**Required task:**
Answer these questions from the legal opinion below:
1. How long did the action against the sheriff stay on the calendar?
2. What difficulty arose in establishing the defense?
3. For what sum was judgment entered in favor of Kahrs?

──────── Document section ────────

This case, however, presents a feature which, so far as I know, is not found in any of our reports. The judgment in the action of Kahrs against the sheriff was entered by consent. The action, after issue had been joined, was put on the calendar, where it remained for several months. Dubee, one of the obligors on the indemnity bond, and the plaintiff in the execution against Fischer, was notified of the action, and was consulted by the sherift in respect to the litigation. It was found that there was difficulty in procuring witnesses to establish the defense, and it was finally agreed between Kahrs, the sheriff, and Dubee that judgment should be taken in the action in favor of Kahrs for $500; and pursuant to this agreement, and by the consent of the parties thereto in open court, judgment was entered. The question is whether a judgment, obtained under these circumstances, established a breach of the contract of indemnity, and justified the court in directing a verdict for the plaintiffs.

──────── Supplied data ────────

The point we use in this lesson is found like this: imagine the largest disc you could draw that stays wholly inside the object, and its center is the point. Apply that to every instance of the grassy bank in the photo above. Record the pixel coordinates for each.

────────

**Completed task:**
1. Several months.
2. Witnesses to establish the defense were hard to procure.
3. $500.